We spent the Cold War in perpetual fear that the U.S. and U.S.S.R. would start an intentional nuclear conflict. The truth is, we came far closer to blowing ourselves up with nuclear weapons than we ever came to WWIII.... The Russians either lost a nuclear sub, lost a sub with nuclear weapons on board, had a nuclear sub's reactor melt down, or all three roughly every other week.... The sad lesson is that we have less to fear from naked aggression than we do from incompetence and bad engineering.
I don't mean to diminish the danger of nuclear accidents, and certainly there was a learning curve involved here - a very dangerous learning curve (it's notable that all the incidents listed occurred between 1950 and 1979, and all the ones in which radiation was released occurred before 1966). But Grabianowski betrays his own politics with some of these claims. How can he know we came "closer to blowing ourselves up than to WWIII"? There were several incidents that came close to sparking WWIII, too - which was "closer"?
It's tempting to think that, as close as some of these engineering mishaps were, they actually weren't as close as the author thinks. Grabianowski himself points out that the Russians had accidents all the time that never had the dire consequences he imagines (other than Chernobyl). That strikes me as evidence that nuclear engineering is not as prone to actual disaster scenarios as the author thinks.

◆ Stored data

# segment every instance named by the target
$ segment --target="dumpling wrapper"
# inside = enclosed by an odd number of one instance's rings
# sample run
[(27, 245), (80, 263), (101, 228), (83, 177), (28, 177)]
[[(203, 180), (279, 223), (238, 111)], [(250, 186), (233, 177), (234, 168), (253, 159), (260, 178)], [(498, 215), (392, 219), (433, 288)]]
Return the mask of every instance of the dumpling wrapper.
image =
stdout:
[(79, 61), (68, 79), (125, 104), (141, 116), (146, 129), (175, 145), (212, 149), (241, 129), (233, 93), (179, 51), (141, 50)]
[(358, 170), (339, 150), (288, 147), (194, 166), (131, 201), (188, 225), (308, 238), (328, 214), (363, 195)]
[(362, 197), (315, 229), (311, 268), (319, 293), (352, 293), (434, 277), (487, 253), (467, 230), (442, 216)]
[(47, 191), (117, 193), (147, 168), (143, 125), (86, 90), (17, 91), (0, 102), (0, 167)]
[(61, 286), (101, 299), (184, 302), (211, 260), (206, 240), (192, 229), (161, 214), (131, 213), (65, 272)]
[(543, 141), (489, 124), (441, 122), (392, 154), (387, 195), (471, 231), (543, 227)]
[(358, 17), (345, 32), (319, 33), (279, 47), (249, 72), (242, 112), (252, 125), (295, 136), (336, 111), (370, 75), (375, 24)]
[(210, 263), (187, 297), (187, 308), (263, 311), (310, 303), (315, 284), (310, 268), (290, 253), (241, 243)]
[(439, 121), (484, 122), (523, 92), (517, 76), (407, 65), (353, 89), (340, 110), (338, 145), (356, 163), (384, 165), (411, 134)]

◆ Work request
Revise the commentary on Cold War nuclear accidents, starting with "We spent the" and going on through "and bad engineering.", so that "bad engineering" becomes "poor design". The listing that accompanies this commentary on Cold War nuclear accidents has no connection to it.

◆ The completed task
We spent the Cold War in perpetual fear that the U.S. and U.S.S.R. would start an intentional nuclear conflict. The truth is, we came far closer to blowing ourselves up with nuclear weapons than we ever came to WWIII.... The Russians either lost a nuclear sub, lost a sub with nuclear weapons on board, had a nuclear sub's reactor melt down, or all three roughly every other week.... The sad lesson is that we have less to fear from naked aggression than we do from incompetence and poor design.